(Image point grounding data)

====================

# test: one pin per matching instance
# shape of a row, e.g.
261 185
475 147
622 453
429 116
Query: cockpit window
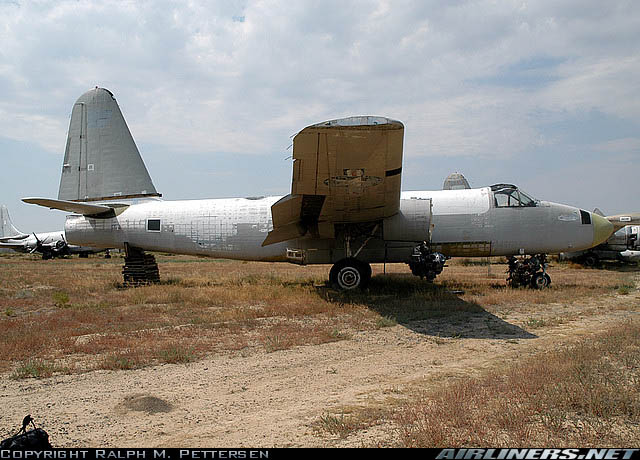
507 195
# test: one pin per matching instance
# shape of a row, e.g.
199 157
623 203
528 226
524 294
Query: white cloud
195 77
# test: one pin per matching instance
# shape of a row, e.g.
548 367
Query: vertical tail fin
6 226
101 160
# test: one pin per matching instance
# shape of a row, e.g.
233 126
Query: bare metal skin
345 207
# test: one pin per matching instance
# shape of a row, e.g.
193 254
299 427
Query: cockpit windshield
508 195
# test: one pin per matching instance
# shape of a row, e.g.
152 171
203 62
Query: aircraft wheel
540 281
591 260
349 274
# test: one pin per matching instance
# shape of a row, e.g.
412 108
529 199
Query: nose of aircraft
602 229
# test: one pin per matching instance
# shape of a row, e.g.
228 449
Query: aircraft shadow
428 309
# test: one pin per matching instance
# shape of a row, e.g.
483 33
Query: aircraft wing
86 209
344 171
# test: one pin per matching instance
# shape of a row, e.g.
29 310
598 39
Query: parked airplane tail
6 226
622 220
101 160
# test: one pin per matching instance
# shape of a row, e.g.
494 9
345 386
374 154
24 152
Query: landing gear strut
350 273
529 271
425 263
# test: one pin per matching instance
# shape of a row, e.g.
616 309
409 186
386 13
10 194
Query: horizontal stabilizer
11 245
622 220
86 209
4 239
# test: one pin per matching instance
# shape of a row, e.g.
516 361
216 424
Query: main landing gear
350 273
529 272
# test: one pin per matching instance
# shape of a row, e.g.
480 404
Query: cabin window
586 217
508 196
153 225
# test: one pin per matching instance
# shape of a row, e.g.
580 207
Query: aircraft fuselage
457 223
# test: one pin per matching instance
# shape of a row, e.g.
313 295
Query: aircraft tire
591 260
350 274
540 281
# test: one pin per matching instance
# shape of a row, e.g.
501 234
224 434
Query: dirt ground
276 399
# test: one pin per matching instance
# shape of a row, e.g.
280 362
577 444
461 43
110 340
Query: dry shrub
585 394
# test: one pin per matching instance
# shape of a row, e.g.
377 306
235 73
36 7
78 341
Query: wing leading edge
344 171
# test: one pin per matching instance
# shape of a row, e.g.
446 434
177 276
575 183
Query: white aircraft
345 207
49 244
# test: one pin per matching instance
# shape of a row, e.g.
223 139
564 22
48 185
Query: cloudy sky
544 94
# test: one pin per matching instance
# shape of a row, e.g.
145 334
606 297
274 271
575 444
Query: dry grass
74 315
586 394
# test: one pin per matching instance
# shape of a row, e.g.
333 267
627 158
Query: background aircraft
49 244
345 207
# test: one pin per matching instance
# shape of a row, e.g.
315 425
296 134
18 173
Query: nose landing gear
529 272
425 263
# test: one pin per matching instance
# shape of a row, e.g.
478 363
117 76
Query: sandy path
270 399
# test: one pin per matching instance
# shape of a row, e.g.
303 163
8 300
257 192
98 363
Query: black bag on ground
32 439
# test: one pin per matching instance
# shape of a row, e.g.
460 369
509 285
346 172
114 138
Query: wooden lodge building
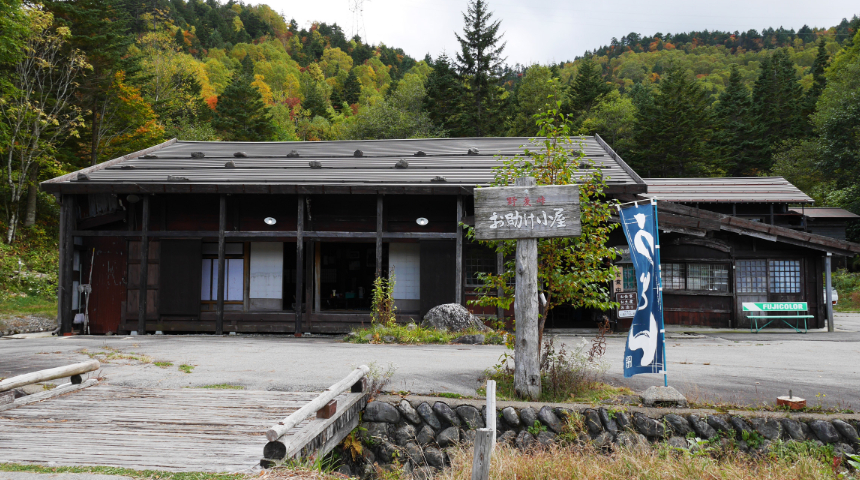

====================

## What the task asks
Retype the records verbatim, excluding each image they hold.

## Exercise solution
# test: one pin per matching instance
# shape of a row, e.g.
261 185
475 147
622 453
429 116
Query: cockpit window
507 195
# test: one pin per matching instance
# shape of a row, e.g.
199 157
623 203
528 226
524 294
Query: white cloud
195 77
# test: one pin per matching instance
# shape of a row, e.g.
548 367
Query: vertical tail fin
6 226
101 160
# test: one pin per matching instance
# shape of a row, e.g.
233 126
Query: bare metal skin
345 207
# test: one pin per matching instance
# shape of a row, e.g.
193 254
299 427
Query: cockpit windshield
508 195
# test: one pin per matching instance
# shape of a row, e.g.
152 171
203 62
Query: aircraft wheel
540 281
591 260
349 274
# test: one pin per matching instance
# shape of a row, e.g.
412 108
529 199
Query: nose of aircraft
602 229
# test: one pin per matching instance
# shape of a row, e.g.
228 449
Query: aircraft shadow
428 309
# test: one pin per matching instance
# shape of a row, e.g.
483 33
Query: aircraft wing
86 209
344 171
# test: one pin per matching instance
# shape of a row, e.g.
29 310
598 39
Query: parked airplane tail
6 226
622 220
101 160
# test: one pin per matching instance
# shape of a row, e.g.
494 9
345 386
374 154
24 152
Query: landing gear strut
350 273
529 271
425 263
# test: one pin per matching instance
# shape of a row, e.g.
616 309
409 186
386 13
10 194
Query: horizontal stabilizer
11 245
622 220
86 209
4 239
# test: one pin per matching instance
# shape of a row, e.g.
516 361
216 424
Query: main landing gear
350 273
529 272
# test: one pin per matching instance
# shape of a row, e.g.
480 404
Query: cabin window
586 217
508 196
153 225
# test: one pin per matching instance
# shape of a row, e.g.
580 207
Query: aircraft fuselage
457 223
# test: one pin per matching instance
# shape of a row, e.g.
313 295
Query: aircraft tire
591 260
350 274
540 281
# test: one pin per matching instance
# shape of a row, e.g.
501 234
224 434
Query: dirt ground
276 399
# test: one pin per matching instance
# shape of a row, e.g.
280 362
577 444
461 43
110 340
Query: dry shrub
585 394
# test: one pin per matching instance
# shape of a row, e.g.
377 306
235 73
36 7
78 341
Query: wing leading edge
344 171
# test: one pin per matching instance
# shape of a row, e.g.
446 434
177 276
575 183
Query: white aircraft
345 207
49 244
# test: one pin per matching instance
# shape of a row, e.g.
223 139
564 22
48 185
Query: cloudy sky
544 94
# test: one pin per matching instance
# shape of a row, e.g.
145 334
606 297
274 271
575 444
Query: dry grass
74 315
586 394
# test: one pin per matching instance
# shape of a row, e.g.
333 267
627 158
Query: background aircraft
49 244
345 207
# test: one pin per matching instance
# shape of a row, e.g.
315 425
296 134
18 173
Query: nose landing gear
529 272
425 263
# test: one pin per matching instance
# shape of a row, e.g.
478 363
117 76
Query: sandy path
270 399
# test: one pin per matching instance
# shape of a row, e.g.
303 163
8 300
257 192
98 363
Query: black bag on ground
32 439
# test: one pin per matching instance
# shape of a row, e.g.
460 369
509 285
346 172
114 138
Query: wooden lodge building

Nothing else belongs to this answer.